> **TASK GOAL**:
Reproduce the records below exactly as they appear.

start DATASET RECORDS

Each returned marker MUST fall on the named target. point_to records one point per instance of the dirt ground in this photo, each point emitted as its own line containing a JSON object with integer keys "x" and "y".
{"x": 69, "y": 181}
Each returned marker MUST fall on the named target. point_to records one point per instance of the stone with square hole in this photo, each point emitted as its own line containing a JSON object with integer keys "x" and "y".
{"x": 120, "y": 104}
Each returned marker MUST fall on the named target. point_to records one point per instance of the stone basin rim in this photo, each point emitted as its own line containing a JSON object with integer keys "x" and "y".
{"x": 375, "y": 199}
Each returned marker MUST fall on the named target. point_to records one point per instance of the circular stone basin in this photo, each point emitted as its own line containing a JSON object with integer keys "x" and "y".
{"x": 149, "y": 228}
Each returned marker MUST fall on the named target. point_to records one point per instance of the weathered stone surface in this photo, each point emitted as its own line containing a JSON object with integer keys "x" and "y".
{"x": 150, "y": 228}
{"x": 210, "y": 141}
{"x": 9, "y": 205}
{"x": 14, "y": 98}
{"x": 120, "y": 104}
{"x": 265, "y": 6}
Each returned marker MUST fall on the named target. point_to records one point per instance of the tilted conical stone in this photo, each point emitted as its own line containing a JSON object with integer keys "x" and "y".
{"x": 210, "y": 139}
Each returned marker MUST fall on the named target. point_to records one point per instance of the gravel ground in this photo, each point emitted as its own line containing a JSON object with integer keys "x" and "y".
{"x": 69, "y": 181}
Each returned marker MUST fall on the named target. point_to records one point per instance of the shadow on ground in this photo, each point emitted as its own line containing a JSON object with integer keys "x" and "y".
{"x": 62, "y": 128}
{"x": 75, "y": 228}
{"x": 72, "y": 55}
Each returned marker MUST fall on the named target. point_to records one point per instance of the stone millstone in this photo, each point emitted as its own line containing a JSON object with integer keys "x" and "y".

end DATASET RECORDS

> **ANSWER TO THE PROBLEM**:
Each returned marker MUST fall on the named target. point_to records one point per instance of the dirt ground in this photo, each point emitted as its own line containing a JSON object with integer keys "x" and "y".
{"x": 69, "y": 181}
Each returned marker MUST fall on the named target. point_to records one point per instance of the stone with square hole in this photo, each point emitted as its own line containing a JSON object with integer keys "x" and "y".
{"x": 120, "y": 104}
Each returned marker MUST fall on the named target. point_to records one point per instance of the stone basin rim in this photo, each point emitted as its own line containing a JSON object with integer keys "x" and "y".
{"x": 375, "y": 199}
Each returned marker MUST fall on the named target. point_to records one point per instance of the circular stone basin in this photo, each point emitted as its own line containing a JSON object with integer keys "x" and "y".
{"x": 149, "y": 228}
Each returned marker MUST fall on the named target. point_to records one point per instance of the weathered stone surface in this photo, each point emitted as its own line containing a JSON object with integer keys "x" and "y".
{"x": 150, "y": 228}
{"x": 210, "y": 141}
{"x": 9, "y": 205}
{"x": 14, "y": 98}
{"x": 120, "y": 104}
{"x": 265, "y": 6}
Each returned marker MUST fall on the named target. point_to records one point per instance of the tilted conical stone in this photo, each point emitted as its own line containing a JSON object with integer keys "x" and "y".
{"x": 210, "y": 139}
Each returned marker MUST fall on the named target. point_to records one point per instance of the gravel ground in this photo, each point emitted as its own line containing a JSON object with integer keys "x" and "y".
{"x": 69, "y": 181}
Each returned marker MUST fall on the named target. point_to records one point per instance of the shadow on ground in this photo, each point emitted as its own line containing a JSON object with integer keys "x" and "y".
{"x": 62, "y": 128}
{"x": 75, "y": 228}
{"x": 72, "y": 55}
Each returned marker MUST fall on the named target. point_to records one point per instance of the stone millstone in this photo, each point emitted as its own line containing a JSON object with integer keys "x" and "y".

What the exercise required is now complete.